▶ DOCUMENT SECTION
- - - - - - -

You are currently browsing the daily archive for November 23, 2009.

Today started off quietly in the University of California — for the first time in nearly a week, the day began without students hunkered down behind barricades anywhere in the UC system.

Students were still sitting in at UCSC’s Kresge Town Hall, but the mood there was hardly confrontational on either side — the university’s administration described them as “hanging out” rather than occupying. Similarly, when students returned to Mrak Hall at UC Davis, the site of 52 arrests on Thursday night, they called it a study-in, not an occupation.

Several other campuses hosted mass student meetings to debrief and plan strategy — throughout the state there was a sense that activists were pausing for a breath after the tumult of the previous five days.

That didn’t last long.

A little before three o’clock this afternoon, a crowd of more than a hundred students estimated entered the lobby of the offices of UC president Mark Yudof in Oakland, asking to speak with Yudof. Three hours later, they’re still there.

The building is scheduled to close at six o’clock — eight minutes from now, as I write this. I’ll have more soon.

- - - - - - -

▶ DATA SUPPLIED
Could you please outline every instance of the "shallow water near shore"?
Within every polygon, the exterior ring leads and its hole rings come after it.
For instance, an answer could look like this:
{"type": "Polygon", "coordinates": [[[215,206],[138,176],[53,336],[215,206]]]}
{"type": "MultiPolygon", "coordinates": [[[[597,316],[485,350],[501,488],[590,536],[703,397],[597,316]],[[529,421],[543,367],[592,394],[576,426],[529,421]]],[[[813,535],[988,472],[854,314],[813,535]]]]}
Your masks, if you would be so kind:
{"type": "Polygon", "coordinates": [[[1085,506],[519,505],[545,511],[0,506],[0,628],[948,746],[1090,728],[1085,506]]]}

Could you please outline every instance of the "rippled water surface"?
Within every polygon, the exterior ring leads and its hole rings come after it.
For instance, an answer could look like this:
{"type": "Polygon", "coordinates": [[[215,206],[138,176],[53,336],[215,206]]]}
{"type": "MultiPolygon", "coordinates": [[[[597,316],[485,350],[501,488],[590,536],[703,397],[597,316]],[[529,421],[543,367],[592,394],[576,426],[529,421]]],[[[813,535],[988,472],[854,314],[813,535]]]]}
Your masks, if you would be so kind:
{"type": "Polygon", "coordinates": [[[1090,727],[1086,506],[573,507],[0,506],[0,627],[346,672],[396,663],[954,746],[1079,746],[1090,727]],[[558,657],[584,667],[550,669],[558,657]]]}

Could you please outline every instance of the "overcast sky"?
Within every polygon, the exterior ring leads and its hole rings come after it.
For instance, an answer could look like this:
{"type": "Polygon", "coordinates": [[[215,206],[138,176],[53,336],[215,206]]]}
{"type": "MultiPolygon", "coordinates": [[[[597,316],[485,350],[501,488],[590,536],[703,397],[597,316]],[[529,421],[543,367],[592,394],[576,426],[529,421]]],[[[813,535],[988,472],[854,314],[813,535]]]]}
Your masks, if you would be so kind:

- - - - - - -

▶ WHAT TO WORK ON
#1 Using the UC protest entry, answer each question briefly.
(a) How did the university's administration describe the students at UCSC's Kresge Town Hall?
(b) How many arrests took place at Mrak Hall at UC Davis on Thursday night?
(c) At what time is the building with Mark Yudof's offices scheduled to close?
#2 According to the UC protest entry, why did the day start off quietly in the University of California?
#3 Quote the UC protest entry from "Several other campuses" up to and including "they’re still there.".
The records were drawn from a separate source.

▶ ANSWERS PER TASK
#1
(a) As "hanging out" rather than occupying.
(b) 52.
(c) Six o'clock.

#2 For the first time in nearly a week, the day began without students hunkered down behind barricades anywhere in the UC system. Activists seemed to be pausing for a breath after the tumult of the previous five days.

#3
Several other campuses hosted mass student meetings to debrief and plan strategy — throughout the state there was a sense that activists were pausing for a breath after the tumult of the previous five days.

That didn’t last long.

A little before three o’clock this afternoon, a crowd of more than a hundred students estimated entered the lobby of the offices of UC president Mark Yudof in Oakland, asking to speak with Yudof. Three hours later, they’re still there.